As construções do sujeito epistêmico constituem o próprio estofo do entendimento e a experiência não consiste em simples coleção de fatos, registrados tal e qual. Piaget necessitou elaborar uma noção de sujeito do conhecimento, capaz de construção infinita e de estruturação da experiência, qualquer que ela fosse.
Para isso elaborou uma epistemologia, que supera a contradição entre o racionalismo, com sua hipótese de idéias inatas, e o empirismo, com sua hipótese de aquisição em função da experiência, buscando o papel do sujeito na construção do conhecimento. Ao propor um construtivismo dialético, que atribui ao sujeito epistêmico uma capacidade de construção mais fecunda do que a encontrada em Kant, Piaget estruturou sua obra, como uma teoria geral da ação.
Para entendermos a teoria geral da ação de Piaget, precisamos compreender o conceito de animal simbólico. A partir de seu aspecto biológico, vemos que, como qualquer outro animal, o ser humano, é consumidor de energia e não produtor primário. Portanto, precisa obter com esforço a energia suficiente para viver. Isto o torna, como conseqüência, essencialmente ativo.
Uma vez que esta condição ecológica de consumidor foi assumida pelo Reino Animal, desde que os seus mais primitivos “súditos” surgiram na Terra, seus efeitos se refletiram em todos e cada um dos seus aspectos vitais. Dessa maneira, a partir dessa via evolutiva, o corpo dos animais foi sendo modelado em formas precisas e simétricas para atender sua natureza, necessariamente, ativa. Desenvolveu-se um sistema propulsor músculo-esquelético associado a sistemas especializados para elaboração e tratamento dos alimentos, além de órgãos, inexistentes nos outros reinos, para interpretar o cheiro, a luz e o som. Para coordenar tudo isto surgiu um sistema nervoso e, conseqüentemente, um comportamento.
O comportamento possibilita aos animais lidarem com o mundo externo. Para todas as nossas necessidades imediatas e interesses práticos dependemos do ambiente físico. Não é possível viver sem uma constante adaptação ao mundo que nos rodeia. Os primeiros passos na direção da vida intelectual do homem são atos que implicam uma adaptação mental ao ambiente imediato.

- ENUNCIADO DA TAREFA:
Pode citar, sem alterar nada, o trecho do texto sobre a epistemologia de Piaget acima que começa nas palavras "O comportamento possibilita" e para logo depois de "ao ambiente imediato."?

- DADOS LISTADOS:
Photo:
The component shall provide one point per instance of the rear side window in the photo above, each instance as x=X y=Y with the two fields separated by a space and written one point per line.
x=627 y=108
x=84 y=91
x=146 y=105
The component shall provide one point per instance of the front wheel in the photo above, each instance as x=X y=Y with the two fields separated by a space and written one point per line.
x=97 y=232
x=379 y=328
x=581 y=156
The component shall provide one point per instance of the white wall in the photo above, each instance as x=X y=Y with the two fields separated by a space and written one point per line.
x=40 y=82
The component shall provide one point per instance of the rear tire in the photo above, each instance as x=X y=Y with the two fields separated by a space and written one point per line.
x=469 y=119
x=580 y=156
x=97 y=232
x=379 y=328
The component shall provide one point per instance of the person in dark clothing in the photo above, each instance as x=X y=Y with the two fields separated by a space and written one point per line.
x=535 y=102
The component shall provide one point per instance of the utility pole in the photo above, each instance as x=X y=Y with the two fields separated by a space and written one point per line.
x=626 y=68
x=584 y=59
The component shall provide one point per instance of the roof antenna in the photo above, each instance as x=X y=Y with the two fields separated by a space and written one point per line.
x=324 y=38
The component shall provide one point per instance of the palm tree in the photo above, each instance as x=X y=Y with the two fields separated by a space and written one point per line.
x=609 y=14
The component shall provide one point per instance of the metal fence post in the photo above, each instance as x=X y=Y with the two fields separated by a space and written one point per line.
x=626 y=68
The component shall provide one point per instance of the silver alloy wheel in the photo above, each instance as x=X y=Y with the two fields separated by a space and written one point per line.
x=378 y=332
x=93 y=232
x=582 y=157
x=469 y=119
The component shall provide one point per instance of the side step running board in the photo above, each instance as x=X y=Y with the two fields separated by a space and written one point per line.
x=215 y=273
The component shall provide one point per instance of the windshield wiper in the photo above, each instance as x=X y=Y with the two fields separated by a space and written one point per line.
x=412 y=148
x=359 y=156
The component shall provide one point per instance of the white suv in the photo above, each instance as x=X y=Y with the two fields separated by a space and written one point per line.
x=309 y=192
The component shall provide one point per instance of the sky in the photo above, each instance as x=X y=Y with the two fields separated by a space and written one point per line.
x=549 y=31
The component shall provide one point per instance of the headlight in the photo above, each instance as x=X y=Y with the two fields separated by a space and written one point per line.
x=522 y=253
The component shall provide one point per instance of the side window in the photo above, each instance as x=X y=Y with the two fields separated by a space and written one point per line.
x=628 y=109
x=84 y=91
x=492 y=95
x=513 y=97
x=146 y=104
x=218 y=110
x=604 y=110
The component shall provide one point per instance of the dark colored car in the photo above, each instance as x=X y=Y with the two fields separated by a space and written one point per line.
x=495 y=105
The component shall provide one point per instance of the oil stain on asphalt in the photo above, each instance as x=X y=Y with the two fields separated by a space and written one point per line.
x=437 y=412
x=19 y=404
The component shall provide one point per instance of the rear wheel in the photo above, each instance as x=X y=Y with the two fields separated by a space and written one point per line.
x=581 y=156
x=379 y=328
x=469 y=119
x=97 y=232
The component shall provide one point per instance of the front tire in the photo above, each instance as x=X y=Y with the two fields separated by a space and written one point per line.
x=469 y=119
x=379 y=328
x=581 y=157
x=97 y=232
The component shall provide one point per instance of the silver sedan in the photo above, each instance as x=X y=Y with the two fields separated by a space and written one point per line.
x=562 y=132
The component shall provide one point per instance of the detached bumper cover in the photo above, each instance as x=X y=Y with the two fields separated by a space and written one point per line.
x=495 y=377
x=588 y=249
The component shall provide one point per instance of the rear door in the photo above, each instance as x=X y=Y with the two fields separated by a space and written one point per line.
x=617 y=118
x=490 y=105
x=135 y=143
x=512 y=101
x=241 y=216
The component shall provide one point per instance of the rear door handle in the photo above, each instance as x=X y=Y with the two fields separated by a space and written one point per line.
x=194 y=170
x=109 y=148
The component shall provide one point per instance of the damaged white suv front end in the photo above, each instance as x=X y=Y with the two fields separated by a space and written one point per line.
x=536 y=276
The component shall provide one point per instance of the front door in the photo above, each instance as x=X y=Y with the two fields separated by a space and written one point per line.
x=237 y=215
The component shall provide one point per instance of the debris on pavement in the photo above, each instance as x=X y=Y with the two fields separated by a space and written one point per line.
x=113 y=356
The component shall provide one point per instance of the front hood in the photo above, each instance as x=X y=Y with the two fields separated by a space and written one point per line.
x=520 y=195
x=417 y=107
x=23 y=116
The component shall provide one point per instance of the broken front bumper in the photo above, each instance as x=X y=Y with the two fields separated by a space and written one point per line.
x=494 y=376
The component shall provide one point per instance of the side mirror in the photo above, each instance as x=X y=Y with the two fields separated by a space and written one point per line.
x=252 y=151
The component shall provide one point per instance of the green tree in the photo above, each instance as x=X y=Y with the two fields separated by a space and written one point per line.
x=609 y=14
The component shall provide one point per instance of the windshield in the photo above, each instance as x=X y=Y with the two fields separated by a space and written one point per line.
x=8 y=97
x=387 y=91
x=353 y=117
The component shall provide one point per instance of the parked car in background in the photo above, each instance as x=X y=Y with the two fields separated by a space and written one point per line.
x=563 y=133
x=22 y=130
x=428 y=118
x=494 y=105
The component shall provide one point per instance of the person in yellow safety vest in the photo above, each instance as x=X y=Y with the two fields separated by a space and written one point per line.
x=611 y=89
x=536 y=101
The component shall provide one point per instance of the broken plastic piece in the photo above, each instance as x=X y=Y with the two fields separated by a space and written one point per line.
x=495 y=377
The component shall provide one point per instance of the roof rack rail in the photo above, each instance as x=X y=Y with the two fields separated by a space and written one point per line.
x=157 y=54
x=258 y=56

- RESULTADO DA TAREFA:
O comportamento possibilita aos animais lidarem com o mundo externo. Para todas as nossas necessidades imediatas e interesses práticos dependemos do ambiente físico. Não é possível viver sem uma constante adaptação ao mundo que nos rodeia. Os primeiros passos na direção da vida intelectual do homem são atos que implicam uma adaptação mental ao ambiente imediato.